Write out every one of the records below word for word, changing nothing.
*** DATA
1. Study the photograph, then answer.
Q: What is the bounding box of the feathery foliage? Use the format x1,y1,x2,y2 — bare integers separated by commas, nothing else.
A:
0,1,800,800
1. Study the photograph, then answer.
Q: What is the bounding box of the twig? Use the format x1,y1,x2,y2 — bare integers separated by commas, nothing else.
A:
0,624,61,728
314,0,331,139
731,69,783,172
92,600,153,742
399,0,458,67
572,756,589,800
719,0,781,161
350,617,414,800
******
> _WRITTEN REPLY_:
1. Study the photograph, then answer.
Q: What is the bounding box of the feathery foliage? Use the format x1,y1,x2,y2 — bare integers separated by commas, nothing else.
A:
0,1,800,800
1. Study the photograph, then answer.
Q: What is the bounding box of the twig? Use the format x1,y1,x2,y2 — bare integers separated by commas, nothing else.
A:
0,624,61,728
314,0,331,139
731,69,783,172
92,600,153,742
399,0,458,67
572,756,589,800
719,0,781,161
350,617,414,800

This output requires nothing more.